• [Teks Halaman]:
Monday, November 14, 2016

Diskusi Perempuan dan Dunia: Kekerasan terhadap Perempuan dalam Alkitab

Untuk Mengenang Tamar*


Kekerasan terhadap perempuan dan anak masih marak dan makin meningkat di masyarakat kita. Pelakunya pun bukan hanya orang dewasa. Tapi juga anak-anak di bawah umur.
Sebagai Firman Tuhan sekaligus teks suci, Alkitab juga menuliskan kisah-kisah tentang kekerasan terhadap perempuan. Sehingga bisa disebut sebagai text of terror karena ada teks yang sangat sadis.
Salah satu teks kisah kekerasan terhadap perempuan adalah teks kisah Tamar yang diperkosa oleh Amnon. Teks tersebut bisa kita lihat di kitab 2 Samuel 13:1-39.
Dalam kisah Tamar, ada 4 figur atau tokoh laki-laki. Yakni: Amnon, Yonadab, Daud, dan Absalom. Tamar dan 4 figur laki-laki tersebut merupakan bagian dari satu keluarga besar Daud. Tapi masing-masing punya relasi yang berbeda-beda kondisinya.

• [Data Mentah]:
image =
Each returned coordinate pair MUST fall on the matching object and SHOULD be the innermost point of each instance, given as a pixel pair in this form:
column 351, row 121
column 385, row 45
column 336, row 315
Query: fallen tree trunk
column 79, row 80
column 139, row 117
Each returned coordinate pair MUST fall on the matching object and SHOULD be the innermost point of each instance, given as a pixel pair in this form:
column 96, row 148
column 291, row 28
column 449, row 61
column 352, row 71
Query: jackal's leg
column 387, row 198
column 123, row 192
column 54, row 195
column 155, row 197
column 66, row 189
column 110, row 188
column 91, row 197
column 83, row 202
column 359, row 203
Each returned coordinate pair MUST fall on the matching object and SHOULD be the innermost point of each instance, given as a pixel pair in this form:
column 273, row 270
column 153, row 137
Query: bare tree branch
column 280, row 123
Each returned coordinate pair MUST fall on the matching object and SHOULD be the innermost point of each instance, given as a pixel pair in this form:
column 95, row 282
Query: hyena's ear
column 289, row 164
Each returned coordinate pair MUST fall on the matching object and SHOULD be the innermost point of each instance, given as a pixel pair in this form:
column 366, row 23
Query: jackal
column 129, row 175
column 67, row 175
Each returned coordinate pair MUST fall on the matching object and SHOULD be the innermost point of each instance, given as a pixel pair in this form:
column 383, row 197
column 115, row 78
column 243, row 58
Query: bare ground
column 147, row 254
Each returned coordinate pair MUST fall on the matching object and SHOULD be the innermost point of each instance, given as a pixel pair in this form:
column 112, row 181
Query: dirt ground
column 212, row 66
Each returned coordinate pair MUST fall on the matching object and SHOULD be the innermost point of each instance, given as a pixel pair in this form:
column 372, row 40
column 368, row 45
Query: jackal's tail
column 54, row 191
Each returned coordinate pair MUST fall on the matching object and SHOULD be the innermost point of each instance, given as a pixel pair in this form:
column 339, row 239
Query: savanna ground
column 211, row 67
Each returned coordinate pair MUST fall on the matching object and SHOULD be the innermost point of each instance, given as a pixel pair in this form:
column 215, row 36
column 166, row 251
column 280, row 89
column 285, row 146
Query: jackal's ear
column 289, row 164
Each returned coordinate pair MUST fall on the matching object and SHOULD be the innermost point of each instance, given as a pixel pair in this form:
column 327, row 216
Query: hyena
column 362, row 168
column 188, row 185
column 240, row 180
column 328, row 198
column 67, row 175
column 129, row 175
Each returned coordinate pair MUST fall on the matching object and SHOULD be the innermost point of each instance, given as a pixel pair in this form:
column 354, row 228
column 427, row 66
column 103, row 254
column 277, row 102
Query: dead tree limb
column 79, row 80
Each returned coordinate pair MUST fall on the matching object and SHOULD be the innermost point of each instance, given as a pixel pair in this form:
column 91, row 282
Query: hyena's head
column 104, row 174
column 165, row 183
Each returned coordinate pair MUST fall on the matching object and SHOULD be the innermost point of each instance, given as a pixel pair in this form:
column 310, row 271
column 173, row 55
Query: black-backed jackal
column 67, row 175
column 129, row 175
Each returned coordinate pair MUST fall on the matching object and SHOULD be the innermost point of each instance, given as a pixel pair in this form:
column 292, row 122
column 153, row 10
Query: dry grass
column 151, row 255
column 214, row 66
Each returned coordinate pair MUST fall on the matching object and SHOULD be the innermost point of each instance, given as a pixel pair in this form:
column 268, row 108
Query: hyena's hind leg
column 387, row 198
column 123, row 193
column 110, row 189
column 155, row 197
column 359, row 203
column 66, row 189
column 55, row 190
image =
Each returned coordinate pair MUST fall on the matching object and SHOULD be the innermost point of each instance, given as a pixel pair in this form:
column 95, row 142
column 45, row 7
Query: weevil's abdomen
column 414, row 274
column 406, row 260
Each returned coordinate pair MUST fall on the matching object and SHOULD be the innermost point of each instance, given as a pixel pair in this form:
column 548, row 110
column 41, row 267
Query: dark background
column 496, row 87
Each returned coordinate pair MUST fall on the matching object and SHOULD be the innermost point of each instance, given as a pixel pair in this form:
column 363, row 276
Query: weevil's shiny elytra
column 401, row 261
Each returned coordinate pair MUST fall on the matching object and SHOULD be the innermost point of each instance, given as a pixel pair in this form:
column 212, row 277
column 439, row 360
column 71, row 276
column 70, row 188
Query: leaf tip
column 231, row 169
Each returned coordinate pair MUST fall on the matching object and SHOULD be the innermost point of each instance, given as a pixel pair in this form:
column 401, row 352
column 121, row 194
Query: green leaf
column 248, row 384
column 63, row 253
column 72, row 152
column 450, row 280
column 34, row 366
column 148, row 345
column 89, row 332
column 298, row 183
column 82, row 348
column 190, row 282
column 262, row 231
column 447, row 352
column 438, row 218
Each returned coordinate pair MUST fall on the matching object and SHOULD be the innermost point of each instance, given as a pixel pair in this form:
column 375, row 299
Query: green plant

• [Petunjuk Tugas 1]: Ringkaslah teks halaman di atas dalam dua kalimat.
• [Petunjuk Tugas 2]: Salinlah bagian teks halaman di atas mulai dari "Diskusi Perempuan dan" hingga dan termasuk "di bawah umur." tanpa mengubah satu kata pun.

• [Hasil yang Benar 1]: Kekerasan terhadap perempuan dan anak masih marak dan makin meningkat di masyarakat, dan Alkitab pun menuliskan kisah-kisah kekerasan terhadap perempuan sehingga bisa disebut sebagai text of terror. Salah satunya adalah kisah Tamar yang diperkosa oleh Amnon dalam 2 Samuel 13:1-39, yang melibatkan empat tokoh laki-laki dari keluarga besar Daud, yakni Amnon, Yonadab, Daud, dan Absalom.

• [Hasil yang Benar 2]:
Diskusi Perempuan dan Dunia: Kekerasan terhadap Perempuan dalam Alkitab

Untuk Mengenang Tamar*


Kekerasan terhadap perempuan dan anak masih marak dan makin meningkat di masyarakat kita. Pelakunya pun bukan hanya orang dewasa. Tapi juga anak-anak di bawah umur.